REQUEST:
Read the data and repeat all of it exactly.

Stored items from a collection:

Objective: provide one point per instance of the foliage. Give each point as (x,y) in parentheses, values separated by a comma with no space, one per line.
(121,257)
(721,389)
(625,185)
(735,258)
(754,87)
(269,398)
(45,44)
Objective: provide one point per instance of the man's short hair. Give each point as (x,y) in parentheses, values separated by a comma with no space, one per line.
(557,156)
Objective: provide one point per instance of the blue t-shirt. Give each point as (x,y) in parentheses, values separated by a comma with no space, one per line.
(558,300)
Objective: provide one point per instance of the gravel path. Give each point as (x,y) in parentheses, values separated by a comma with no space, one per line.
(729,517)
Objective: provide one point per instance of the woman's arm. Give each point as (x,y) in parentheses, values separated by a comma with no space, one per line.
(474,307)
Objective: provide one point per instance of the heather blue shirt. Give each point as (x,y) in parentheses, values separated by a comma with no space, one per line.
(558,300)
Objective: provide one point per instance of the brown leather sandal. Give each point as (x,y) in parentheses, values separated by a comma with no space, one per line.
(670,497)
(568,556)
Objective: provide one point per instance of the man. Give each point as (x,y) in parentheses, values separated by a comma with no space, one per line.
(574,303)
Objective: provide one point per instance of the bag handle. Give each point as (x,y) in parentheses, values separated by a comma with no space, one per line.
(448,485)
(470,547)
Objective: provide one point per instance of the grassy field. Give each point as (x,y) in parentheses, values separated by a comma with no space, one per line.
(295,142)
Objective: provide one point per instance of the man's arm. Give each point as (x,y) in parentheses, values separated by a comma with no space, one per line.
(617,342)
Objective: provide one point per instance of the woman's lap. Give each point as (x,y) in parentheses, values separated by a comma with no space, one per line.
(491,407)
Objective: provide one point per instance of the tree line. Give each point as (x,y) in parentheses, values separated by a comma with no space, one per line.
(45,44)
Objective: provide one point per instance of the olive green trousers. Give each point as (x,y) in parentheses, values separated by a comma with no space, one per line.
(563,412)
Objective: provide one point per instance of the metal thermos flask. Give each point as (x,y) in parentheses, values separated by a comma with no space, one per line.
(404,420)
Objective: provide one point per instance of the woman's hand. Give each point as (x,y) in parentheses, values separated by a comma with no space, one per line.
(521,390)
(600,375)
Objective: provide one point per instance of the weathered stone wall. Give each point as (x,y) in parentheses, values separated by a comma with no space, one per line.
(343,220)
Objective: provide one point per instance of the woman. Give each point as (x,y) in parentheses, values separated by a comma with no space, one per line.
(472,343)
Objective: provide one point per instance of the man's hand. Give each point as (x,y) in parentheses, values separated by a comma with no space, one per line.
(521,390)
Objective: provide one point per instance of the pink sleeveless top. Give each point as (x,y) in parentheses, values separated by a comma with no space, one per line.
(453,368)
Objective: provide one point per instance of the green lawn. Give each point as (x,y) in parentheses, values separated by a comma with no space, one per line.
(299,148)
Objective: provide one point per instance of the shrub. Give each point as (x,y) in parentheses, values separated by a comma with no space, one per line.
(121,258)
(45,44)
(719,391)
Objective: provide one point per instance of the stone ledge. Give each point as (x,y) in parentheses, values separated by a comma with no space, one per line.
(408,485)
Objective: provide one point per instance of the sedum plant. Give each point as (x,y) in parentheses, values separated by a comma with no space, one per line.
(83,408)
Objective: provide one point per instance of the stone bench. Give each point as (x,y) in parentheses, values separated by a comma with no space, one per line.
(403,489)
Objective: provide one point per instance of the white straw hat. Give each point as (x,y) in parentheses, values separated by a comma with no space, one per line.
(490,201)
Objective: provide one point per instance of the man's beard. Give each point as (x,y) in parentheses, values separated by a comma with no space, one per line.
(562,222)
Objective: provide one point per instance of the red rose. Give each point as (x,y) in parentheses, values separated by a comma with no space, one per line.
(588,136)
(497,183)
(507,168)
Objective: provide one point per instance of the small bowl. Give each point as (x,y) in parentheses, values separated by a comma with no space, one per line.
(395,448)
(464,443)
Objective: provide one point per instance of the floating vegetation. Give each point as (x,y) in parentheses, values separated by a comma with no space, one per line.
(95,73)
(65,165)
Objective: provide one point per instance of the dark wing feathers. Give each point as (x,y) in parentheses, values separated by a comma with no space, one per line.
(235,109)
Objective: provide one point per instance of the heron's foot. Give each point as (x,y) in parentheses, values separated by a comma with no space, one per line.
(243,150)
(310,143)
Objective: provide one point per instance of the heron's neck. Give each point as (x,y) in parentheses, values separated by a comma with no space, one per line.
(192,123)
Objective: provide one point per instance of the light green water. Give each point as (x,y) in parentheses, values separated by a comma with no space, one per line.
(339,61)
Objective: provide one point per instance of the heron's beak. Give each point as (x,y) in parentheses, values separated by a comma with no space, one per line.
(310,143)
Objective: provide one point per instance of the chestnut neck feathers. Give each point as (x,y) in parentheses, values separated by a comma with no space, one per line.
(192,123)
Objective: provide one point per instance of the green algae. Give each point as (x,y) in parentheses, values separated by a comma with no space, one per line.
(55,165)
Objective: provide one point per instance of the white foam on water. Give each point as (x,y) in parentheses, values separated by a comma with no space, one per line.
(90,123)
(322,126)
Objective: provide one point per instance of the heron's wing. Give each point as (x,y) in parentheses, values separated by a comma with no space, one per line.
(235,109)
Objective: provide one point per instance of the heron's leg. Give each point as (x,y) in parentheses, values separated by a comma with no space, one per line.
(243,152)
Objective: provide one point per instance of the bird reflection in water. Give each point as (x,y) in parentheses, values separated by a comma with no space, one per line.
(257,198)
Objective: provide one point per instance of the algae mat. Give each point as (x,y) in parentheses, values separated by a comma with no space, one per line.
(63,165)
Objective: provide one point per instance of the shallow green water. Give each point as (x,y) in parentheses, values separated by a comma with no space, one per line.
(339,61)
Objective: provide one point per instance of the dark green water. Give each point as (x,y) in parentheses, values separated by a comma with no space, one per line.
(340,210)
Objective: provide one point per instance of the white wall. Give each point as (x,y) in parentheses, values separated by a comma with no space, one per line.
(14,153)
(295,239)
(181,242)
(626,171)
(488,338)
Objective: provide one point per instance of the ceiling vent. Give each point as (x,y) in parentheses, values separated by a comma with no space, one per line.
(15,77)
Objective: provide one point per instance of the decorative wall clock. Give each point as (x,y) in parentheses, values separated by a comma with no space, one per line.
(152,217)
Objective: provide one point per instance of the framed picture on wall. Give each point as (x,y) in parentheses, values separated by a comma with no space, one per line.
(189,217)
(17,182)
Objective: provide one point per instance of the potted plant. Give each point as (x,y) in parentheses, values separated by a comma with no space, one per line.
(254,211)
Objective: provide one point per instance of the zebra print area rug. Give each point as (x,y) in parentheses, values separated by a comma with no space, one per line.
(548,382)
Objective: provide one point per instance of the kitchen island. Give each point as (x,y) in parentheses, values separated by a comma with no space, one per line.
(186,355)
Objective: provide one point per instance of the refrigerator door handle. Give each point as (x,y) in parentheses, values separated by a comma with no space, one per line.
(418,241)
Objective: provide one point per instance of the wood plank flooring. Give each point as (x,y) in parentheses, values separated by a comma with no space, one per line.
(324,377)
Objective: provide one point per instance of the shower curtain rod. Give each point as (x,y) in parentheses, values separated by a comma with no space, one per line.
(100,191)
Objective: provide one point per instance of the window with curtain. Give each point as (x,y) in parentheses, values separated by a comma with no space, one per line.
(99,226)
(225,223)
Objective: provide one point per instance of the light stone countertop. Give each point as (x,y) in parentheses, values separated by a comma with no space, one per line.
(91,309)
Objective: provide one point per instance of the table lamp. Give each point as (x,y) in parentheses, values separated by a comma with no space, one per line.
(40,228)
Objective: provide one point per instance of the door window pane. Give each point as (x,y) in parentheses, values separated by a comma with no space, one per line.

RESULT BELOW:
Objective: provide one point per instance of the foliage. Give each point as (x,y) in parentheses, values separated by a comma with no space, one per line.
(121,257)
(721,389)
(625,185)
(735,258)
(754,87)
(269,398)
(45,44)
Objective: provide one point per instance of the man's short hair. Give each point as (x,y) in parentheses, values separated by a comma with no space, one per line.
(557,156)
Objective: provide one point per instance of the blue t-shirt. Give each point as (x,y) in parentheses, values separated by a comma with no space, one per line.
(558,300)
Objective: provide one point per instance of the gravel path. Give each point as (x,y) in parentheses, values separated by a comma with no space, one per line.
(729,517)
Objective: provide one point per instance of the woman's arm. Give each point as (x,y) in parentheses, values separated by a comma with no space, one per line.
(474,307)
Objective: provide one point per instance of the heather blue shirt. Give each point as (x,y) in parentheses, values separated by a comma with no space, one per line.
(558,300)
Objective: provide one point per instance of the brown leather sandal. Give each point as (x,y) in parentheses, values separated by a comma with no space, one per line.
(670,497)
(568,556)
Objective: provide one point per instance of the man. Give each point as (x,y) in parentheses, values separated by a comma with no space, one per line.
(574,303)
Objective: provide one point per instance of the bag handle. Give each point as (x,y) in parentheses, values separated by a comma with no space, one per line.
(448,485)
(470,547)
Objective: provide one point per instance of the grassy field. Give each point as (x,y) in parentheses, values separated by a comma with no space, one per line.
(295,142)
Objective: provide one point per instance of the man's arm. Give each point as (x,y) in parentheses, values separated by a comma with no space, one per line.
(617,342)
Objective: provide one point per instance of the woman's lap. Give each point as (x,y) in parentheses, values separated by a comma with no space, one per line.
(491,407)
Objective: provide one point per instance of the tree line. Give each point as (x,y) in parentheses, values separated by a comma with no space, one per line.
(45,44)
Objective: provide one point per instance of the olive green trousers. Give each point as (x,y) in parentheses, values separated by a comma with no space, one per line.
(563,412)
Objective: provide one point per instance of the metal thermos flask. Give each point as (x,y) in parentheses, values separated by a comma with no space, one per line.
(404,420)
Objective: provide one point per instance of the woman's hand. Give each point as (x,y) in parentheses, values separated by a comma with no space, one per line.
(521,390)
(600,375)
Objective: provide one point per instance of the weathered stone wall. Give each point as (x,y) in parentheses, values separated by a comma with no space, one per line.
(343,220)
Objective: provide one point per instance of the woman. Give each point as (x,y) in parentheses, values separated by a comma with no space, one per line.
(472,343)
Objective: provide one point per instance of the man's hand. Give each point as (x,y) in parentheses, values separated by a comma with no space, one per line.
(521,390)
Objective: provide one point per instance of the pink sleeveless top. Give each point as (x,y) in parentheses, values separated by a comma with no space, one per line.
(453,368)
Objective: provide one point per instance of the green lawn. Give each point as (x,y) in parentheses, values separated by a comma with no space, one per line.
(299,148)
Objective: provide one point per instance of the shrub. Give each point as (x,y) in parentheses, values separated by a comma with no space, one per line.
(121,258)
(45,44)
(719,391)
Objective: provide one point per instance of the stone ledge. Give each point as (x,y) in parentheses, values separated by a comma with no space, one per line.
(408,485)
Objective: provide one point per instance of the sedum plant. Give each point as (x,y) in parentheses, values separated by a comma with no space, one per line.
(83,408)
Objective: provide one point per instance of the stone bench. Give each point as (x,y) in parentheses, values separated by a comma with no space, one per line.
(403,489)
Objective: provide one point per instance of the white straw hat. Give each point as (x,y) in parentheses, values separated by a comma with no space, one per line.
(490,201)
Objective: provide one point per instance of the man's beard. Give each point as (x,y) in parentheses, values separated by a comma with no space, one per line.
(562,222)
Objective: provide one point per instance of the red rose. Give each point as (x,y) in parentheses, values separated by a comma with no space, one per line.
(588,136)
(497,183)
(507,168)
Objective: provide one point per instance of the small bowl. Give each point as (x,y) in parentheses, values separated by a comma with no space, one per line.
(395,448)
(464,443)
Objective: provide one point per instance of the floating vegetation. Give each point as (x,y) in parentheses, values separated by a comma with no space, one per line.
(95,73)
(65,165)
Objective: provide one point per instance of the dark wing feathers. Give each point as (x,y) in parentheses, values separated by a comma with no space, one per line.
(235,109)
Objective: provide one point per instance of the heron's foot. Give each point as (x,y) in parentheses, values separated by a comma with no space, one per line.
(243,150)
(310,143)
Objective: provide one point per instance of the heron's neck. Give each point as (x,y) in parentheses, values separated by a comma with no space, one per line.
(192,123)
Objective: provide one point per instance of the light green water. Give each point as (x,y) in parentheses, values separated by a comma with no space, one per line.
(339,61)
Objective: provide one point per instance of the heron's beak. Give each point as (x,y) in parentheses, values separated by a comma with no space, one per line.
(310,143)
Objective: provide one point per instance of the chestnut neck feathers. Give each point as (x,y) in parentheses, values separated by a comma with no space, one per line.
(192,123)
Objective: provide one point per instance of the green algae. Give each point as (x,y) in parentheses, values separated by a comma with no space, one per line.
(55,165)
Objective: provide one point per instance of the white foam on water. Give each point as (x,y) in parentheses, values separated by a comma with no space, one per line.
(90,123)
(322,126)
Objective: provide one point per instance of the heron's wing. Give each point as (x,y) in parentheses, values separated by a comma with no space, one per line.
(235,109)
Objective: provide one point per instance of the heron's leg. Give each point as (x,y) in parentheses, values separated by a comma with no space, one per line.
(243,152)
Objective: provide one point per instance of the bird reflection in water. Give each point as (x,y) in parentheses, values separated by a comma with no space, one per line.
(257,198)
Objective: provide one point per instance of the algae mat. Give each point as (x,y) in parentheses, values separated by a comma with no space, one per line.
(63,165)
Objective: provide one point per instance of the shallow green water. Give each point as (x,y) in parentheses, values separated by a comma with no space, one per line.
(339,61)
Objective: provide one point per instance of the dark green water. Give each point as (x,y) in parentheses, values separated by a comma with no space, one per line.
(340,210)
Objective: provide one point per instance of the white wall. Give each point as (x,y) in parentheses, values separated by a comma with no space, one per line.
(14,153)
(295,239)
(181,242)
(626,171)
(488,338)
Objective: provide one point per instance of the ceiling vent. Give each point as (x,y) in parentheses, values separated by a comma with no space, one per line.
(15,77)
Objective: provide one point per instance of the decorative wall clock. Give each point as (x,y) in parentheses, values separated by a comma with no space, one per line.
(152,217)
Objective: provide one point per instance of the framed picture on wall. Give each point as (x,y) in parentheses, values separated by a comma with no space, one per line.
(189,217)
(17,182)
Objective: provide one point per instance of the potted plant. Give each point as (x,y) in parentheses, values separated by a comma with no space, one per line.
(254,211)
Objective: provide one point per instance of the zebra print area rug. Give each point as (x,y) in parentheses, values separated by a comma with no space, one per line.
(548,382)
Objective: provide one point per instance of the kitchen island. Give each point as (x,y) in parentheses, values separated by a comma with no space, one per line.
(186,355)
Objective: provide one point per instance of the refrigerator door handle. Give each point as (x,y) in parentheses, values separated by a comma with no space, one per line.
(418,241)
Objective: provide one point per instance of the wood plank flooring. Give each point as (x,y) in parentheses, values separated by a comma with no space, one per line.
(324,377)
Objective: provide one point per instance of the shower curtain rod. Give each point as (x,y) in parentheses, values separated by a comma with no space, one per line.
(100,191)
Objective: provide one point per instance of the window with curtain. Give each point as (x,y) in parentheses, values separated by a comma with no space, one per line.
(99,226)
(225,223)
Objective: provide one point per instance of the light stone countertop. Give each point as (x,y) in parentheses, values separated by a comma with no space, one per line.
(91,309)
Objective: provide one point per instance of the table lamp. Give each point as (x,y) in parentheses, values separated by a comma with no space, one per line.
(40,228)
Objective: provide one point per instance of the door window pane. Give each point as (x,y) in parentheses, values separated by a comma with no space, one per line.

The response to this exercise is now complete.